▶ Explora el material
1. Contesta, según la reseña:
(a) ¿Cómo responde Nat a la propuesta inesperada e indecente que recibe?
(b) ¿Qué actividad sobrevenida de Nat señala la reseña?
(c) ¿Con qué tres palabras comienza el último párrafo?
2. Repite, por favor, el tramo de la reseña que va desde "Antes de seguir, lo" hasta "lo de adentro.".

▶ Extracto de la página
━━━

Antes de seguir, lo que vamos comprendiendo con la lectura es que, con estos ingredientes y pese a ellos, no estamos exactamente ante una novela que, como otras más o menos recientes, nos va a explicar la frustración —o los peligros y desengaños— del consabido sueño urbanita de irse a vivir al campo. ¿O sí? Estamos ante el sello de Sara Mesa que consiste en alejarse de aquello a lo que parece aproximarse, en tratar de un asunto distinto del que parece estar tratando (y de hecho trata), en poner el foco en lo real para ir fraguando un clima irreal (¿o es al revés?), en trascender las angustias palpables con una angustia cuasimetafísica, al borde de un terror que no anida tanto —aunque se nutra de ellas— en las amenazas externas como en las tormentas interiores. A la postre, hay un juego de espejos entre lo de afuera y lo de adentro.
Contra todo pronóstico, Nat recibe una propuesta inesperada e indecente. Contra todo pronóstico, responde afirmativamente. Nat no es un prodigio de coherencia, ciertamente, pero su decisión nos pilla por sorpresa. Ahora vamos a saber algo en verdad sustancial de ella, algo que quizá ni ella misma sabía, de sus deseos —manos que le recorran los costados—, de su necesidad fatal de amor y de sexo. La novela, entonces, se concentra y se centra, se adensa, gana carne, se hace carnal, destapa cajas que permanecían cerradas. Pero sigue por los senderos de lo extraño, de lo que se explica sólo como inexplicable, sobre suelos en los que el lector corre el riesgo de pisar en falso y fracturarse un tobillo.
Creo que son algo gruesos —por más que estemos viendo a un tipo de macho intolerable que conocemos— los trazos que dibujan al casero y no acierto a ver la rentabilidad de significado que se desprende de la sobrevenida actividad como traductora literaria de Nat y de las reflexiones (breves) que Mesa introduce sobre las palabras y su uso pertinente. Pese a estos pequeños reparos, Un amor nos conduce magistralmente a través de una perturbadora niebla que nos empapa de un malestar esencial. Lo que identificamos como propio de las graves deficiencias y patologías de la sociedad y del mundo que hoy nos rodea —productores de personalidades enfermas y enfermantes, de brotes de desquiciada violencia—, no nos impregna ni nos agobia tanto, siendo mucho, como la propia enfermedad latente y palpitante en el relato mismo, en los más intangibles pliegues, hilvanes, costuras y dobladillos que llevan, una vez más, la sugestiva textura literaria urdida por la mirada nocturna de Sara Mesa a un universo de incómodos enigmas y acechantes sombras.
Escribe Sara Mesa, piensa Nat: “¿Es una obsesión? Sí, claramente es una obsesión. Pero no sólo eso, se dice. Es un rapto, una metamorfosis, una transformación radical de lo esperado. Lo que estaba fuera, en la lejanía del paisaje, lo que era invisible y carecía de interés, está ahora dentro de ella, habitándola, sacudiéndola”.
Rapto, metamorfosis, transformación. De algún modo, Sara Mesa está describiendo también la experiencia que vive el lector, que hace vivir al lector, al quedar sumergido en sus relatos.

━━━

▶ Ítems proporcionados
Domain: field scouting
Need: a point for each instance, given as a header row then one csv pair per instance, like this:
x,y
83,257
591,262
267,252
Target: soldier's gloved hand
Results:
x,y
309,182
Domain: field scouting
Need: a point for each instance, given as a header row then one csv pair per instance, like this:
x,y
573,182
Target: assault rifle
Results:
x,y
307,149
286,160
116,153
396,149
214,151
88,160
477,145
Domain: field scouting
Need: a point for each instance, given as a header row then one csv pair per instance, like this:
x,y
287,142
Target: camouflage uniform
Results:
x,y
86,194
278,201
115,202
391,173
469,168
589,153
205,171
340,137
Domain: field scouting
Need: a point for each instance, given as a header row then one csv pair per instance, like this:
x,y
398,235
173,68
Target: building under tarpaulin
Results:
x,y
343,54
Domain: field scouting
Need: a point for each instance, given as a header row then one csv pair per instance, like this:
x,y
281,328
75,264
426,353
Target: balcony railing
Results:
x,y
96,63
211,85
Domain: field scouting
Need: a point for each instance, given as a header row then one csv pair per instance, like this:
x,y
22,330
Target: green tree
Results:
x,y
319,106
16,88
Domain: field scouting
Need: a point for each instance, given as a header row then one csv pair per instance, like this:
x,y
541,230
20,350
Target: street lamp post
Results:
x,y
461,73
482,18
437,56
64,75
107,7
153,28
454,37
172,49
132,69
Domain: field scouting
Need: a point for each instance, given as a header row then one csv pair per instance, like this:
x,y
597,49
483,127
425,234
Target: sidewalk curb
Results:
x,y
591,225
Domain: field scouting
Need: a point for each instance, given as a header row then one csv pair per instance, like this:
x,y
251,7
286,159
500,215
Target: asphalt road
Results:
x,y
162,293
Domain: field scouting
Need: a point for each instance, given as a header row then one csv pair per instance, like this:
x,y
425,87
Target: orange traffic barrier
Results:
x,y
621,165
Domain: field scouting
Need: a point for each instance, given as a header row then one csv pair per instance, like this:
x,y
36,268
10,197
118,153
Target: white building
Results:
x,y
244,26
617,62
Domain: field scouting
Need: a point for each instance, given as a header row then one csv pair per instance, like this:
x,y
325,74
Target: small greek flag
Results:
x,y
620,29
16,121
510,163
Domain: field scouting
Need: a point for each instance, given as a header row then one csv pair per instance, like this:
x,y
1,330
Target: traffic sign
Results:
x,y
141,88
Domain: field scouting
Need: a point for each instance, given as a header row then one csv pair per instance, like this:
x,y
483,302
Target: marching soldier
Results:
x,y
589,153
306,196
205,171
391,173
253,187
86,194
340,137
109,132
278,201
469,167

━━━

▶ Respuestas del ejercicio
1.
(a) Responde afirmativamente.
(b) Su actividad como traductora literaria.
(c) Rapto, metamorfosis, transformación.

2.
Antes de seguir, lo que vamos comprendiendo con la lectura es que, con estos ingredientes y pese a ellos, no estamos exactamente ante una novela que, como otras más o menos recientes, nos va a explicar la frustración —o los peligros y desengaños— del consabido sueño urbanita de irse a vivir al campo. ¿O sí? Estamos ante el sello de Sara Mesa que consiste en alejarse de aquello a lo que parece aproximarse, en tratar de un asunto distinto del que parece estar tratando (y de hecho trata), en poner el foco en lo real para ir fraguando un clima irreal (¿o es al revés?), en trascender las angustias palpables con una angustia cuasimetafísica, al borde de un terror que no anida tanto —aunque se nutra de ellas— en las amenazas externas como en las tormentas interiores. A la postre, hay un juego de espejos entre lo de afuera y lo de adentro.